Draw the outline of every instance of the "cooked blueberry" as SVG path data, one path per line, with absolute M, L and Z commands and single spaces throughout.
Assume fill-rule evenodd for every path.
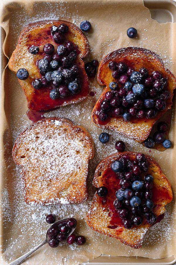
M 109 85 L 109 88 L 111 90 L 116 89 L 118 87 L 118 85 L 116 82 L 111 82 Z
M 144 91 L 144 87 L 141 84 L 136 84 L 133 87 L 133 93 L 138 96 L 142 95 Z
M 36 54 L 39 51 L 39 47 L 32 46 L 29 48 L 29 52 L 32 54 Z
M 143 186 L 143 183 L 140 180 L 136 180 L 132 183 L 132 188 L 134 190 L 140 190 Z
M 132 207 L 137 207 L 140 205 L 141 202 L 141 199 L 137 196 L 134 196 L 130 199 L 130 204 Z
M 26 69 L 21 68 L 18 69 L 16 73 L 16 76 L 21 80 L 25 80 L 29 76 L 29 73 Z
M 155 105 L 155 101 L 151 99 L 147 99 L 144 100 L 144 105 L 147 108 L 152 108 Z
M 68 30 L 68 27 L 66 24 L 60 24 L 58 27 L 58 29 L 62 33 L 66 33 Z
M 52 26 L 51 28 L 51 33 L 52 35 L 54 35 L 56 32 L 58 31 L 58 28 L 56 26 L 53 25 Z
M 49 63 L 46 59 L 41 59 L 38 63 L 38 67 L 41 71 L 45 72 L 48 69 Z
M 39 89 L 42 85 L 42 83 L 40 79 L 36 78 L 33 81 L 32 85 L 35 89 Z
M 134 84 L 140 83 L 142 80 L 142 75 L 139 72 L 133 72 L 130 76 L 130 80 Z
M 123 169 L 123 164 L 120 160 L 115 160 L 111 163 L 111 167 L 114 172 L 120 172 Z
M 133 28 L 133 27 L 131 27 L 131 28 L 129 28 L 127 30 L 126 34 L 128 37 L 131 38 L 134 38 L 138 34 L 138 32 L 137 29 L 136 29 L 136 28 Z
M 107 133 L 101 133 L 99 136 L 99 139 L 101 143 L 105 144 L 109 140 L 109 135 Z
M 114 201 L 114 205 L 115 209 L 116 210 L 119 210 L 122 208 L 123 204 L 121 202 L 117 199 Z
M 165 140 L 166 136 L 163 133 L 156 131 L 153 134 L 153 140 L 157 144 L 161 144 Z

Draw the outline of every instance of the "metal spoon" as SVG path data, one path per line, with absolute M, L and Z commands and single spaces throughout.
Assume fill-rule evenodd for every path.
M 74 218 L 72 218 L 72 219 L 74 219 Z M 19 264 L 20 264 L 24 260 L 26 259 L 29 256 L 30 256 L 32 253 L 34 252 L 35 250 L 36 250 L 38 249 L 39 249 L 40 247 L 41 247 L 42 246 L 43 246 L 43 245 L 45 245 L 45 244 L 46 244 L 46 243 L 48 243 L 50 239 L 49 237 L 48 232 L 49 229 L 51 227 L 53 226 L 55 226 L 56 225 L 58 225 L 60 223 L 61 223 L 64 222 L 67 222 L 68 221 L 69 218 L 65 218 L 65 219 L 62 219 L 61 220 L 59 220 L 59 221 L 57 221 L 56 222 L 55 222 L 54 224 L 53 224 L 49 227 L 48 228 L 48 230 L 46 231 L 46 236 L 45 237 L 45 240 L 43 241 L 42 242 L 38 245 L 38 246 L 37 246 L 35 247 L 34 248 L 34 249 L 32 249 L 31 250 L 30 250 L 30 251 L 29 251 L 28 252 L 27 252 L 26 254 L 24 254 L 22 256 L 21 256 L 21 257 L 20 257 L 19 258 L 18 258 L 18 259 L 16 259 L 15 260 L 14 260 L 14 261 L 12 261 L 12 262 L 11 262 L 11 263 L 10 263 L 9 265 L 18 265 Z M 76 222 L 76 219 L 75 219 Z M 73 233 L 74 230 L 75 230 L 75 228 L 76 228 L 76 227 L 74 228 L 70 228 L 70 232 L 69 232 L 69 234 L 67 235 L 67 237 L 69 237 L 71 234 Z

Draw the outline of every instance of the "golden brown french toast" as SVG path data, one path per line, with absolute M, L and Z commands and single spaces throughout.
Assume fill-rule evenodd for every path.
M 29 204 L 79 203 L 88 196 L 91 136 L 68 119 L 45 118 L 33 123 L 16 139 L 14 161 L 22 167 L 25 200 Z
M 158 164 L 136 153 L 116 153 L 103 159 L 93 184 L 98 189 L 87 216 L 88 226 L 134 248 L 141 246 L 149 228 L 163 217 L 165 205 L 173 198 Z
M 171 108 L 176 87 L 175 77 L 159 56 L 136 47 L 105 56 L 97 80 L 106 87 L 93 109 L 93 122 L 139 142 L 147 138 L 155 123 Z
M 9 67 L 17 74 L 29 108 L 45 110 L 85 99 L 89 86 L 82 58 L 89 50 L 86 37 L 70 22 L 48 21 L 26 26 Z

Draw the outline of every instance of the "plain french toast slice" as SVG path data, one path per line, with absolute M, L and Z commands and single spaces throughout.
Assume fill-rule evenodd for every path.
M 86 217 L 87 225 L 91 229 L 108 237 L 116 238 L 134 248 L 141 247 L 145 235 L 153 225 L 148 223 L 144 217 L 141 225 L 138 226 L 133 225 L 131 229 L 127 229 L 123 225 L 118 225 L 119 220 L 116 219 L 118 213 L 113 206 L 113 202 L 116 199 L 116 190 L 120 188 L 120 180 L 116 179 L 116 181 L 114 181 L 112 176 L 113 171 L 110 166 L 113 161 L 119 159 L 124 155 L 128 156 L 131 159 L 135 159 L 137 153 L 131 152 L 116 153 L 100 162 L 95 170 L 93 184 L 97 188 L 103 186 L 107 187 L 108 192 L 105 200 L 108 202 L 106 203 L 105 200 L 101 200 L 103 198 L 98 196 L 96 192 Z M 158 217 L 157 222 L 158 222 L 163 217 L 165 205 L 172 200 L 172 192 L 169 181 L 162 173 L 158 164 L 148 156 L 145 155 L 145 158 L 149 166 L 148 170 L 146 173 L 151 174 L 154 178 L 152 200 L 155 206 L 153 211 Z M 113 216 L 115 217 L 112 222 L 111 217 Z
M 154 71 L 159 71 L 164 77 L 167 79 L 167 90 L 171 94 L 170 98 L 166 100 L 165 109 L 158 112 L 155 117 L 151 119 L 147 119 L 145 117 L 139 118 L 136 116 L 132 116 L 130 120 L 126 121 L 121 116 L 114 117 L 111 115 L 109 116 L 105 121 L 100 120 L 98 119 L 98 114 L 100 109 L 101 103 L 104 100 L 105 93 L 107 91 L 111 91 L 109 84 L 113 81 L 117 82 L 118 83 L 119 82 L 117 79 L 112 77 L 112 71 L 108 68 L 109 63 L 112 61 L 117 63 L 125 63 L 128 67 L 133 67 L 135 71 L 138 71 L 141 67 L 145 67 L 150 75 Z M 97 80 L 100 85 L 105 86 L 106 87 L 104 88 L 93 110 L 92 119 L 93 122 L 100 128 L 116 131 L 140 142 L 147 138 L 156 121 L 168 109 L 171 109 L 173 91 L 176 87 L 175 78 L 169 70 L 165 68 L 160 57 L 148 50 L 137 47 L 120 49 L 105 56 L 101 61 L 99 66 Z
M 78 93 L 72 94 L 66 97 L 59 97 L 53 100 L 50 97 L 50 92 L 53 88 L 49 82 L 46 86 L 42 86 L 39 89 L 35 89 L 32 85 L 35 78 L 40 78 L 42 75 L 37 65 L 37 61 L 46 55 L 43 51 L 44 45 L 51 43 L 54 47 L 54 53 L 57 53 L 57 48 L 61 43 L 55 42 L 51 34 L 51 28 L 53 25 L 59 26 L 64 23 L 69 28 L 65 34 L 65 40 L 72 42 L 75 45 L 77 56 L 75 64 L 80 69 L 79 77 L 82 80 L 81 91 Z M 29 51 L 32 45 L 39 47 L 39 51 L 36 54 L 32 54 Z M 10 59 L 9 67 L 10 70 L 16 73 L 21 68 L 26 69 L 29 77 L 24 80 L 18 79 L 26 98 L 28 108 L 35 111 L 46 110 L 56 108 L 83 100 L 86 97 L 89 87 L 87 74 L 85 71 L 84 63 L 82 58 L 85 57 L 89 52 L 89 45 L 86 37 L 75 25 L 62 20 L 40 21 L 27 26 L 21 32 L 17 46 Z
M 33 123 L 18 138 L 12 151 L 14 161 L 22 167 L 26 202 L 84 202 L 89 161 L 94 154 L 89 133 L 70 120 L 45 118 Z

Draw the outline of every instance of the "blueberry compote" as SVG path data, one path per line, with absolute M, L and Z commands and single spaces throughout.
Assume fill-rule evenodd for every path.
M 125 59 L 109 62 L 113 82 L 96 114 L 100 124 L 106 124 L 111 117 L 120 116 L 125 121 L 135 122 L 141 119 L 146 122 L 160 117 L 171 101 L 166 77 L 154 71 L 151 64 L 148 69 L 133 66 Z
M 145 155 L 129 155 L 122 154 L 102 175 L 101 188 L 106 192 L 98 200 L 111 217 L 108 227 L 112 229 L 153 224 L 158 220 L 154 213 L 157 202 L 169 196 L 167 188 L 155 185 Z M 114 164 L 118 166 L 115 168 Z M 117 230 L 120 232 L 120 229 Z

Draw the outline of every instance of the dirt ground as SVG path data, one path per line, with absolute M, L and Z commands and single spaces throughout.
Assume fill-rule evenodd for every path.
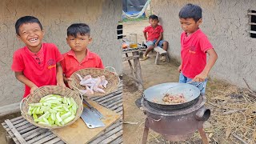
M 142 42 L 144 41 L 142 30 L 146 26 L 148 26 L 147 20 L 123 22 L 124 34 L 126 34 L 128 36 L 130 33 L 137 33 L 138 43 L 142 43 Z M 159 65 L 155 65 L 155 54 L 150 53 L 150 58 L 146 61 L 140 61 L 143 85 L 145 89 L 160 83 L 178 82 L 179 73 L 178 72 L 177 69 L 179 64 L 177 63 L 175 60 L 171 60 L 170 63 L 161 62 Z M 134 81 L 130 77 L 130 70 L 127 61 L 123 62 L 124 86 L 122 95 L 125 122 L 125 123 L 123 124 L 123 141 L 124 143 L 138 144 L 142 142 L 146 116 L 142 113 L 142 111 L 136 106 L 134 103 L 136 99 L 142 96 L 142 92 L 138 91 Z M 208 81 L 206 94 L 207 101 L 210 101 L 210 102 L 209 102 L 208 103 L 207 102 L 206 106 L 210 109 L 210 110 L 212 111 L 212 115 L 211 117 L 210 117 L 209 120 L 205 122 L 204 128 L 207 136 L 213 135 L 211 136 L 212 138 L 210 138 L 210 143 L 242 143 L 234 137 L 230 135 L 228 135 L 228 137 L 225 138 L 225 134 L 226 134 L 227 131 L 226 129 L 224 128 L 224 126 L 232 127 L 232 126 L 230 125 L 232 125 L 231 123 L 233 122 L 231 122 L 231 120 L 225 122 L 228 123 L 226 126 L 225 125 L 225 122 L 218 122 L 219 121 L 218 119 L 218 118 L 224 118 L 225 119 L 225 118 L 228 117 L 224 117 L 219 114 L 217 114 L 219 111 L 222 113 L 222 110 L 220 110 L 220 108 L 217 109 L 218 107 L 216 106 L 218 105 L 218 103 L 217 103 L 216 105 L 213 104 L 217 102 L 215 101 L 216 99 L 214 99 L 216 98 L 215 97 L 218 98 L 218 96 L 220 95 L 220 97 L 225 97 L 225 98 L 229 98 L 232 91 L 235 91 L 234 90 L 237 89 L 238 88 L 236 86 L 226 84 L 225 82 L 212 80 L 210 78 Z M 234 100 L 234 102 L 237 101 Z M 243 116 L 242 116 L 242 118 L 243 118 Z M 256 118 L 255 115 L 253 116 L 253 118 Z M 255 118 L 253 119 L 253 121 L 254 120 L 254 122 L 256 122 Z M 219 124 L 218 122 L 219 122 Z M 224 125 L 220 125 L 221 123 L 224 123 Z M 233 127 L 232 130 L 238 131 L 238 130 L 235 129 L 235 127 Z M 252 130 L 255 130 L 255 124 L 253 124 Z M 246 134 L 248 135 L 247 132 Z M 244 134 L 244 137 L 242 137 L 242 138 L 246 138 L 246 134 Z M 251 135 L 252 134 L 250 134 L 249 138 L 251 138 Z M 251 139 L 254 139 L 254 137 Z M 247 138 L 246 140 L 247 142 L 251 142 L 249 143 L 254 143 L 253 142 L 254 140 L 250 141 L 250 138 Z M 190 140 L 186 142 L 171 142 L 165 140 L 161 135 L 150 130 L 147 141 L 148 143 L 152 144 L 202 143 L 202 140 L 199 137 L 198 133 L 197 132 Z

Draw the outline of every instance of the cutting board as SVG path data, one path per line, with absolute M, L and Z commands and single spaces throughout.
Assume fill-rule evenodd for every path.
M 102 119 L 102 121 L 105 124 L 105 127 L 89 129 L 80 118 L 72 125 L 51 130 L 66 143 L 87 143 L 120 118 L 120 115 L 114 111 L 105 108 L 94 101 L 86 101 L 103 114 L 105 118 Z

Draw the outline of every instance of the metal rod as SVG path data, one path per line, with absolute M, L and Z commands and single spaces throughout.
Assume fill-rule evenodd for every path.
M 142 138 L 142 144 L 146 144 L 147 136 L 149 134 L 149 120 L 147 118 L 145 120 L 145 127 L 144 127 L 144 132 L 143 132 L 143 138 Z

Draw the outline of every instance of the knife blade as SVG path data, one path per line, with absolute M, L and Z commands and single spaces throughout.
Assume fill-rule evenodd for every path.
M 86 101 L 84 98 L 82 98 L 82 102 L 90 109 L 90 110 L 92 110 L 93 112 L 95 112 L 98 118 L 100 119 L 102 118 L 105 118 L 105 117 L 103 116 L 103 114 L 102 113 L 100 113 L 96 108 L 94 108 L 94 106 L 92 106 L 87 101 Z
M 94 114 L 94 113 L 87 107 L 83 108 L 81 118 L 90 129 L 105 126 L 105 124 L 98 118 L 98 117 Z

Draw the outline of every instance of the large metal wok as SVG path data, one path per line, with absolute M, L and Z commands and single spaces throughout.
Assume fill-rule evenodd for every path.
M 165 104 L 162 101 L 166 94 L 177 95 L 183 94 L 186 102 L 179 104 Z M 191 84 L 169 82 L 156 85 L 143 92 L 143 98 L 153 107 L 162 110 L 178 110 L 188 107 L 198 101 L 199 89 Z

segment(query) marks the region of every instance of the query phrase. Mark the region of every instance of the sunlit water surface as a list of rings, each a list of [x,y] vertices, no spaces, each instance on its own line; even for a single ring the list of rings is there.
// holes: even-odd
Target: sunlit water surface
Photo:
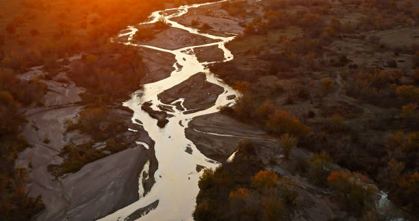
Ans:
[[[219,163],[208,159],[199,152],[193,142],[185,136],[185,129],[188,127],[188,123],[192,118],[217,112],[218,111],[217,107],[218,106],[232,105],[234,101],[229,100],[227,96],[238,95],[236,91],[218,79],[205,68],[205,66],[208,64],[207,62],[200,63],[198,61],[194,53],[194,49],[217,45],[224,52],[223,61],[229,61],[233,59],[233,55],[225,48],[225,44],[232,40],[234,37],[226,38],[201,34],[196,29],[185,27],[170,19],[184,15],[191,8],[197,8],[211,3],[214,3],[183,5],[177,8],[157,11],[152,13],[149,17],[149,21],[141,23],[140,25],[155,23],[161,14],[163,14],[172,27],[216,40],[217,40],[216,42],[188,47],[176,50],[167,50],[148,45],[139,45],[131,42],[134,35],[138,31],[134,26],[127,28],[129,32],[118,36],[127,36],[128,41],[125,44],[128,45],[147,47],[172,53],[175,55],[177,62],[173,64],[175,70],[169,77],[144,85],[143,91],[134,93],[131,99],[124,103],[125,106],[134,111],[132,122],[138,124],[136,120],[140,120],[144,129],[149,133],[150,138],[155,142],[155,157],[158,161],[158,169],[155,174],[156,182],[150,192],[144,197],[142,197],[144,190],[142,183],[139,183],[138,192],[140,196],[139,200],[101,218],[100,220],[124,220],[136,210],[147,207],[157,200],[159,200],[157,208],[142,216],[139,220],[193,220],[192,213],[196,205],[196,196],[199,191],[198,181],[201,174],[196,172],[196,165],[214,168],[219,165]],[[165,11],[173,10],[176,10],[177,12],[170,15],[165,15]],[[169,105],[175,110],[174,113],[170,112],[170,114],[175,116],[169,118],[169,122],[163,129],[157,126],[157,120],[151,118],[147,112],[141,109],[141,105],[144,102],[151,101],[153,103],[151,107],[153,109],[159,110],[157,105],[163,105],[163,103],[157,99],[157,94],[182,83],[190,77],[200,72],[205,73],[207,81],[224,88],[224,92],[218,96],[214,105],[204,110],[186,114],[185,112],[187,109],[180,111],[175,107],[175,105]],[[180,99],[177,101],[180,101],[183,104],[184,99]],[[185,152],[187,147],[192,148],[192,154]],[[148,148],[148,146],[146,146],[146,148]],[[149,165],[149,163],[147,162],[143,168],[143,171],[148,170]],[[139,177],[140,183],[141,183],[142,173],[139,174]]]

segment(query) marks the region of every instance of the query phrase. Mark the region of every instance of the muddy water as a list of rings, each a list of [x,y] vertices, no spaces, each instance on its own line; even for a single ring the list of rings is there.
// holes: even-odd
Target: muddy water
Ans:
[[[157,200],[159,202],[157,207],[142,216],[140,220],[193,220],[192,213],[196,204],[195,198],[199,191],[198,181],[201,174],[201,171],[196,171],[196,166],[214,168],[218,165],[218,163],[208,159],[196,149],[192,142],[186,138],[185,129],[192,118],[216,112],[218,111],[217,109],[218,106],[231,105],[233,101],[229,100],[227,96],[238,95],[237,92],[224,83],[213,73],[210,73],[205,68],[207,63],[200,63],[194,54],[194,49],[196,47],[217,45],[224,52],[224,61],[232,60],[233,55],[225,48],[225,44],[233,40],[234,37],[224,38],[201,34],[196,29],[187,27],[170,21],[170,18],[185,14],[191,8],[197,8],[207,4],[209,3],[184,5],[178,8],[155,12],[150,16],[150,21],[140,25],[155,23],[160,16],[160,14],[165,14],[165,11],[175,10],[176,13],[165,16],[168,23],[172,27],[214,39],[217,41],[216,42],[188,47],[176,50],[167,50],[132,43],[131,41],[133,36],[138,31],[134,27],[129,27],[128,28],[129,32],[120,34],[118,36],[128,36],[128,41],[125,42],[126,44],[138,47],[147,47],[172,53],[175,55],[177,62],[173,64],[175,70],[169,77],[160,81],[144,85],[143,91],[134,93],[131,99],[124,103],[126,107],[134,111],[132,118],[133,122],[138,123],[136,120],[140,120],[144,129],[149,133],[149,136],[155,142],[155,156],[158,161],[158,169],[155,174],[156,182],[151,190],[145,196],[140,196],[138,201],[101,219],[101,220],[124,220],[134,211],[147,207]],[[218,96],[215,105],[207,109],[187,114],[185,112],[188,109],[181,111],[177,109],[175,105],[169,105],[175,110],[175,112],[170,113],[174,116],[169,118],[169,122],[163,129],[157,126],[157,120],[151,118],[147,112],[141,109],[141,105],[144,102],[151,101],[153,103],[152,108],[159,110],[157,105],[163,103],[158,100],[157,94],[182,83],[190,77],[200,72],[206,74],[207,81],[224,88],[224,92]],[[184,99],[181,99],[178,101],[183,103]],[[185,152],[187,148],[192,150],[192,154]],[[143,171],[147,170],[147,167],[144,168]],[[142,174],[140,174],[140,178],[142,176]],[[140,183],[140,190],[139,194],[140,195],[142,192],[141,185],[141,183]]]

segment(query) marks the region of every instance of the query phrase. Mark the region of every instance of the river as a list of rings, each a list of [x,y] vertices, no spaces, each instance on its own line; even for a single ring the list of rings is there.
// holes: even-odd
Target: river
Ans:
[[[149,213],[142,216],[139,220],[192,220],[192,213],[196,205],[196,196],[199,192],[198,181],[201,175],[201,171],[196,171],[196,166],[203,166],[207,168],[214,168],[218,162],[206,157],[196,148],[194,143],[188,140],[185,135],[185,129],[188,122],[192,118],[215,113],[218,111],[217,107],[232,105],[233,100],[229,100],[227,96],[238,95],[238,92],[220,79],[218,79],[206,68],[207,62],[199,62],[194,53],[194,49],[207,46],[217,45],[224,52],[223,61],[229,61],[233,58],[231,53],[226,49],[225,44],[232,40],[234,36],[220,37],[199,32],[198,29],[185,27],[171,18],[179,17],[186,14],[190,8],[197,8],[214,3],[183,5],[177,8],[169,8],[165,10],[152,13],[150,21],[139,25],[155,23],[161,15],[164,15],[168,23],[172,27],[186,30],[191,34],[198,34],[216,40],[206,44],[187,47],[176,50],[168,50],[149,45],[139,45],[131,42],[133,36],[138,31],[135,27],[129,27],[129,32],[120,34],[118,37],[128,36],[125,44],[136,47],[146,47],[154,50],[172,53],[177,60],[173,64],[175,68],[170,76],[161,81],[144,85],[144,89],[132,94],[131,99],[124,103],[134,112],[132,122],[142,124],[149,135],[155,142],[155,157],[158,161],[158,169],[155,174],[155,183],[151,191],[142,196],[142,185],[140,174],[139,200],[110,214],[99,220],[124,220],[134,211],[143,208],[158,200],[157,207]],[[177,12],[166,15],[166,11],[175,10]],[[183,111],[173,107],[174,115],[169,118],[169,122],[164,128],[157,126],[157,120],[149,116],[149,114],[141,109],[141,105],[144,102],[151,101],[151,107],[160,110],[157,106],[163,104],[157,99],[157,94],[187,80],[190,77],[199,73],[205,73],[206,80],[210,83],[220,86],[224,88],[224,92],[218,96],[214,105],[201,111],[192,114],[186,114],[188,109]],[[184,99],[177,101],[183,103]],[[187,112],[186,112],[187,113]],[[138,122],[140,121],[140,122]],[[192,148],[192,154],[185,151],[186,148]],[[148,164],[143,171],[148,170]]]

__TASK BRIEF__
Could you set out everything in the data from the line containing "Draw the outline of every instance of the knife" down to the line containing "M 94 114 L 94" as a numbered list, including both of those lines and leaving out any blank lines?

__OUTPUT BELOW__
1. Draw the outline of every instance of the knife blade as SVG path data, one path per line, with absolute M, L and Z commands and single spaces throughout.
2. Assume fill-rule evenodd for every path.
3. M 86 101 L 84 98 L 82 98 L 82 102 L 90 109 L 90 110 L 92 110 L 93 112 L 95 112 L 98 118 L 100 119 L 102 118 L 105 118 L 105 117 L 103 116 L 103 114 L 102 113 L 100 113 L 96 108 L 94 108 L 94 106 L 92 106 L 87 101 Z
4. M 94 114 L 94 113 L 87 107 L 83 108 L 81 118 L 90 129 L 105 126 L 105 124 L 98 118 L 98 117 Z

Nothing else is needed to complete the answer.